** Opening PAGE TEXT block **
Village and civil parish in North Yorkshire, England

Salton is a village and civil parish in North Yorkshire, England. The population of the village at the 2011 census was 110, but the details can be found listed in the civil parish of Edstone.

From 1974 to 2023 it was part of the district of Ryedale, it is now administered by the unitary North Yorkshire Council.

==History==
Salton is mentioned in the Domesday Book as belonging to the then Archbishop of York and having four villagers and five ploughlands. The name of the village derives from the Old English words of Salh, meaning a willow or sallow and tūn, which means an enclosure or farmstead.

During the 12th century, the Norman St John of Beverley's Church, was set alight with the villagers inside by marauding Scots. The church, which had its last major renovation in 1881, was restored again in 2019 with a grant from the Heritage Lottery Funding. The church has been described as being a "near perfect example of Norman architecture", and is now a grade I listed building.

The population of the village in 2011 was 110, but for the purposes of census information, the data was included in the parish of Edstone. North Yorkshire County Council estimated the population of the parish to be 100 people in 2015.

==Geography==
The village lies 6 mi south of Kirkbymoorside and 6.5 mi south west of Pickering. Salton is in the relatively low-lying fertile land of the Vale of Pickering near to the confluence of the rivers Dove and Rye. The highest point in the parish is Cliff Hill, just to the south, which rises 150 ft above sea level.
** Closing PAGE TEXT block **
** Opening DATA SECTION block **
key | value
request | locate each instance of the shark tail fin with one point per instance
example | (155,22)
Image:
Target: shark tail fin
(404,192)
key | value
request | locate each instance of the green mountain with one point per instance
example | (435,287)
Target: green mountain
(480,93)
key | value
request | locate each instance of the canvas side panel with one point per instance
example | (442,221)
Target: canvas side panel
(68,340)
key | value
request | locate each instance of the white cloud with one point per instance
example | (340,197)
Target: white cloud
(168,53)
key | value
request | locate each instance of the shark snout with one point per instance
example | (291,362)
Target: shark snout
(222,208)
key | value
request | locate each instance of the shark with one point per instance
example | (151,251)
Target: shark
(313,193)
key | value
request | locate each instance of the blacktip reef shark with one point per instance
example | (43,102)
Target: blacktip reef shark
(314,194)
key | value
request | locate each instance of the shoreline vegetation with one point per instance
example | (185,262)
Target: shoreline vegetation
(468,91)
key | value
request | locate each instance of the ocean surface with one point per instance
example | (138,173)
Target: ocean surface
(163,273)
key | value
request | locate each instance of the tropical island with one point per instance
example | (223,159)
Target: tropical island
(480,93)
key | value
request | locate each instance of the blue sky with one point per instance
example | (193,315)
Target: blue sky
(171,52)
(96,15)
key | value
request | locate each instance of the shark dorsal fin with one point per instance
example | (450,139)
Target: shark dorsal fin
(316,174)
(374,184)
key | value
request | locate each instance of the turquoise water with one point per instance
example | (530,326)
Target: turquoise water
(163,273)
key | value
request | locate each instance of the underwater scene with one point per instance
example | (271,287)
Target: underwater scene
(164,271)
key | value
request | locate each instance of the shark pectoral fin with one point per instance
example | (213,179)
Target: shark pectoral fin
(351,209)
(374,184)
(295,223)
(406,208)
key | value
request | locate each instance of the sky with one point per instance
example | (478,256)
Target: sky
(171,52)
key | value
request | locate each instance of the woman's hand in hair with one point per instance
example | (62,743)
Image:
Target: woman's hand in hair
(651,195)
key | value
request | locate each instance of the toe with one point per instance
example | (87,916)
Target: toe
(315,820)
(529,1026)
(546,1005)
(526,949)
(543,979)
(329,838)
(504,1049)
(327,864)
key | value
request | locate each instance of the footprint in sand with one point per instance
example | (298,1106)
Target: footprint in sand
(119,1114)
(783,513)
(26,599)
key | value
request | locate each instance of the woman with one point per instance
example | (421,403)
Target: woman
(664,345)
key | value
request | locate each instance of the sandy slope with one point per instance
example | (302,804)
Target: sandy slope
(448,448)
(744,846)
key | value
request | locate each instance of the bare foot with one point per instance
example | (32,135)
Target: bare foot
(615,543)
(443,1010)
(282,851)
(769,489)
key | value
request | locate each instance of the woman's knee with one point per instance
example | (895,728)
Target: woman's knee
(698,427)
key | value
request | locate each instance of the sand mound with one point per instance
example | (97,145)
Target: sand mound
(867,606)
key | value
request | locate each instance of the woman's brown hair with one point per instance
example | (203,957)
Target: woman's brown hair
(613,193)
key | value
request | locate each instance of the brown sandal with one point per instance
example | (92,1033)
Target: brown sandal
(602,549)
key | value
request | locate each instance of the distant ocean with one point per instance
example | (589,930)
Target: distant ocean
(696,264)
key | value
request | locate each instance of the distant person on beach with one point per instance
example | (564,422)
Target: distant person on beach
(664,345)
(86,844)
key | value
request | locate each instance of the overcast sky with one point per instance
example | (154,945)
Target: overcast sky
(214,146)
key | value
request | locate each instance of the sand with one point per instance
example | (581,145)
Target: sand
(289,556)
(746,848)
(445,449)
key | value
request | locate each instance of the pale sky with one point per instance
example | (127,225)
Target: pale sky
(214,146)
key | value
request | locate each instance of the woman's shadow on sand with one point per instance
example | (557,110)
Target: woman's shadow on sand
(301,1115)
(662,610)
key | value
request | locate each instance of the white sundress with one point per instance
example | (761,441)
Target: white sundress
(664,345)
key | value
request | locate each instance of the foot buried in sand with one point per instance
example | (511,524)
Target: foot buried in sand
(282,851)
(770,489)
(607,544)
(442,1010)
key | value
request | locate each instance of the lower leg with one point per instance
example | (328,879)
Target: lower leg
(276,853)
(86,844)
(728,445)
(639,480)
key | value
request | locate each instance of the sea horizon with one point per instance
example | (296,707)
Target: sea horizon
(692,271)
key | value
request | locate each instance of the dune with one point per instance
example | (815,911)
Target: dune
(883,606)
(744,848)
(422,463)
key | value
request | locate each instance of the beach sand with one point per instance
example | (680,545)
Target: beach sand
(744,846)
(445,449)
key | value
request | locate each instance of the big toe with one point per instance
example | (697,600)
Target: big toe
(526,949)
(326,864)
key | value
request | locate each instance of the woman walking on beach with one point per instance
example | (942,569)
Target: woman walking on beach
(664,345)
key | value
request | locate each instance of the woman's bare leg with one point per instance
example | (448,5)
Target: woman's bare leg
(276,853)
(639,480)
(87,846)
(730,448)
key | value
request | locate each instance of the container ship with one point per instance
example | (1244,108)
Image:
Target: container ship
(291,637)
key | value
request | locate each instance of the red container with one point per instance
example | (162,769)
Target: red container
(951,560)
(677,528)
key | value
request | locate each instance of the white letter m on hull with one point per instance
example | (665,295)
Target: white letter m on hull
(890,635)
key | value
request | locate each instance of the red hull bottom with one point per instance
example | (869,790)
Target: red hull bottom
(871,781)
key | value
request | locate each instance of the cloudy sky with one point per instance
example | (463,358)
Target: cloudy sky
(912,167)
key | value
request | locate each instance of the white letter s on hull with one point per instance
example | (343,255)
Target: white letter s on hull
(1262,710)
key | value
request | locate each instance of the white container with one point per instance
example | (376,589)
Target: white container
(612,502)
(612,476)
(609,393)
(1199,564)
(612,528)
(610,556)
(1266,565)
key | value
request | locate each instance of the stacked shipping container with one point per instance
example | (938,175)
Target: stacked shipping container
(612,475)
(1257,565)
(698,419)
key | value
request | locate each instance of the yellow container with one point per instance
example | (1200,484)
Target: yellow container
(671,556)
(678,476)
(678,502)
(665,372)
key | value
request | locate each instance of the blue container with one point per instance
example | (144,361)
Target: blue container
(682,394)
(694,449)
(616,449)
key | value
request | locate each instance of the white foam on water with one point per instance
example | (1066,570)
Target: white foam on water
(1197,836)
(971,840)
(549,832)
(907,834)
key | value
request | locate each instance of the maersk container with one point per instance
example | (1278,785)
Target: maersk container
** Closing DATA SECTION block **
▸ TASK STATEMENT
Rewrite the stretch of the text about Salton from "From 1974 to" through "I listed building.", switching "Domesday Book" to "Great Survey".

▸ EXERCISE OUTPUT
From 1974 to 2023 it was part of the district of Ryedale, it is now administered by the unitary North Yorkshire Council.

==History==
Salton is mentioned in the Great Survey as belonging to the then Archbishop of York and having four villagers and five ploughlands. The name of the village derives from the Old English words of Salh, meaning a willow or sallow and tūn, which means an enclosure or farmstead.

During the 12th century, the Norman St John of Beverley's Church, was set alight with the villagers inside by marauding Scots. The church, which had its last major renovation in 1881, was restored again in 2019 with a grant from the Heritage Lottery Funding. The church has been described as being a "near perfect example of Norman architecture", and is now a grade I listed building.